◆ **RECORDS FOR THE EXERCISE**
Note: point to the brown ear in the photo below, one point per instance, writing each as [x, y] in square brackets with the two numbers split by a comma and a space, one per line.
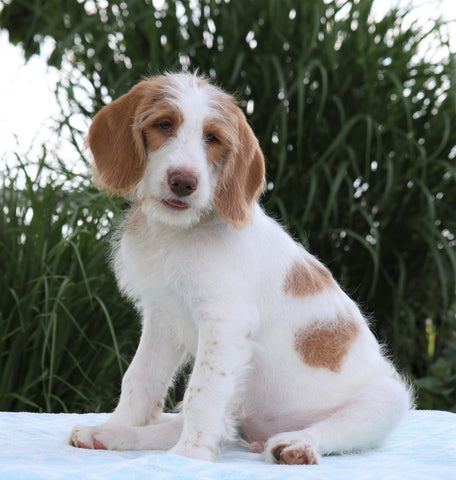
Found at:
[242, 179]
[117, 143]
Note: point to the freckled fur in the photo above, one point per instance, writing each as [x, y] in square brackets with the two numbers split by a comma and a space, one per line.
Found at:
[279, 350]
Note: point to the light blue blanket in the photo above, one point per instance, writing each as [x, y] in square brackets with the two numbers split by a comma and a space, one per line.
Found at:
[34, 446]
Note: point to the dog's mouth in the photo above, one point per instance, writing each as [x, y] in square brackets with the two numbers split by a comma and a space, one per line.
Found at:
[175, 204]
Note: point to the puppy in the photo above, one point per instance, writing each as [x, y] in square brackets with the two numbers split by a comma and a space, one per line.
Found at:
[281, 354]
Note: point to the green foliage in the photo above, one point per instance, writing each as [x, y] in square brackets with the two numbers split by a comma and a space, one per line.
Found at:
[358, 130]
[60, 347]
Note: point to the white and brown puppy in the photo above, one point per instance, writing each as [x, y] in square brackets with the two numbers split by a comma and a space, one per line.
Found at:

◆ **WHAT TO WORK ON**
Return all of the entries above verbatim, leaving out the pictures.

◆ **REPLY TO THE EXERCISE**
Note: point to the brown ear in the photo below, one point per instance, writing each as [x, y] in square brackets with the two numbers split by a comma and a space, one per line.
Found at:
[242, 179]
[117, 143]
Note: point to the freckled fur in the photo above, one point per instance, writing each as [x, y] in square brackets with the two numbers split by a comma and a space, one per line.
Found at:
[279, 350]
Note: point to the light blue blanket in the photo above, one point per instance, writing each as [x, y] in square brackets with the two numbers split by a comma and a space, one per line.
Found at:
[34, 446]
Note: point to the dog's mouth in the photo above, one point per instance, writing each as [x, y] in square brackets with the two numbers split by a comma and a space, one per line.
Found at:
[175, 204]
Note: point to the puppy in the photo above, one point per instance, writing each as [x, y] in square brackets with the two numbers split by a comma and a space, one per line.
Found at:
[281, 354]
Note: point to the green foliage in the photo above, one point per instance, writing each as [x, y] in square brackets with the two numbers split by a comma and a space, one per line.
Found at:
[358, 130]
[60, 347]
Note: point to the white and brown puppy in the photo above, one point per instance, writing each as [x, y] in square brackets with the two numbers split by a comma and a space, one per line.
Found at:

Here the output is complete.